### Excerpted passage
>>>>>

For the shredded beef

  • 2 pounds chuck roast cut into 2 equal pieces, well-marbled
  • salt to taste, freshly ground
  • black pepper to taste, freshly ground
  • 1 tablespoon bacon drippings or lard or vegetable oil
  • 1 largish yellow onion chopped (about 2 cups)
  • 4 cloves garlic finely chopped
  • 1/2 cup brewed coffee
  • 2 tablespoons Worcestershire sauce
  • 2 tablespoons cider vinegar
  • 2 chipotle chiles in adobo sauce canned
  • 2 teaspoons cumin ground
  • 1/4 teaspoon ground cinnamon
  • 1 cup water

For the sauce

  • 1 cup water cold
  • 2 dried pasilla chile rehydrated, drained, stemmed, and seeded
  • 2 ancho chile rehydrated, drained, stemmed, and seeded, dried
  • 1 tablespoon vegetable oil
  • 2 tablespoons masa harina (or substitute all-purpose flour)
  • 1 teaspoon cumin ground
  • 1 teaspoon oregano dried
  • Pinch ground allspice
  • salt to taste, freshly ground
  • black pepper to taste, freshly ground

For the enchiladas

  • butter for the pan, unsalted
  • 1 tablespoon lard optional, or vegetable oil
  • 12 corn tortillas (about 5 inches or 13 cm)
  • 2 cups cheddar cheese grated
  • 1/4 yellow onion diced (about 1/2 cup)

Instructions

Make the shredded beef

  1. Preheat the oven to 275°F (135°C).
  2. Sprinkle the roast with salt and pepper. In a large ovenproof pot with a tight-fitting lid, heat the bacon drippings, lard, or vegetable oil over medium heat, add the meat, and brown on all sides, about 5 minutes per side.
  3. Transfer the roast to a plate and keep the pot over medium-low heat. Toss the onion in the pot and cook, occasionally stirring, until the onion begins to brown, 10 to 15 minutes. Add the garlic and cook for 30 seconds more.
  4. Return the roast to the pot along with the coffee, Worcestershire sauce, vinegar, chipotle chiles, cumin, cinnamon, and water. (The meat won't be completely covered, but don’t worry; the roast will produce plenty of liquid as it cooks.)
  5. Bring the pot to a boil, cover, and place it in the oven. Cook the roast, covered, for 3 to 3 1/2 hours, or until the roast practically falls apart when you prod it with a fork. (Be careful of escaping steam when removing the lid.)
  6. Remove the roast beef from the pot, leaving the cooking liquid in the pot to cool, and plonk it on a cutting board. Using 2 forks, shred the meat into long strands. Season with salt and pepper to taste.

<<<<<

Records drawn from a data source
>>>>>

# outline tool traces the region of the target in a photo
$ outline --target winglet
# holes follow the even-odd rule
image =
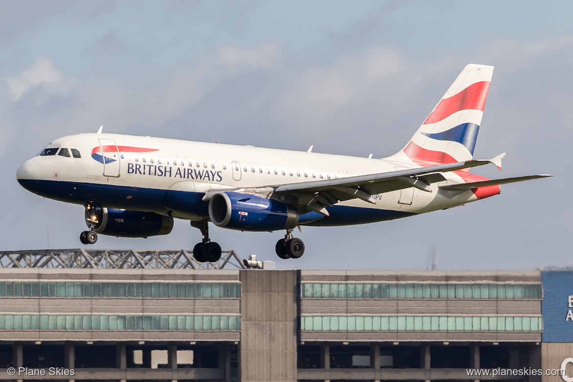
[[[496,166],[497,166],[498,168],[501,170],[501,158],[505,156],[505,154],[507,153],[507,152],[502,153],[499,155],[498,155],[497,156],[496,156],[496,157],[490,159],[489,162],[490,162],[491,163],[493,163]]]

<<<<<

### Required actions
1: Transcribe the portion of the recipe that begins at the words "4. Return the" and ends after the words "removing the lid.)".
2: Format the lines of every one of the entries as a JSON list of strings, with one string per line and no strings for blank lines. Leave the pictures out of the list.

### Task results
1:
4. Return the roast to the pot along with the coffee, Worcestershire sauce, vinegar, chipotle chiles, cumin, cinnamon, and water. (The meat won't be completely covered, but don’t worry; the roast will produce plenty of liquid as it cooks.)
  5. Bring the pot to a boil, cover, and place it in the oven. Cook the roast, covered, for 3 to 3 1/2 hours, or until the roast practically falls apart when you prod it with a fork. (Be careful of escaping steam when removing the lid.)

2:
[
  "# outline tool traces the region of the target in a photo",
  "$ outline --target winglet",
  "# holes follow the even-odd rule",
  "image =",
  "[[[496,166],[497,166],[498,168],[501,170],[501,158],[505,156],[505,154],[507,153],[507,152],[502,153],[499,155],[498,155],[497,156],[496,156],[496,157],[490,159],[489,162],[490,162],[491,163],[493,163]]]"
]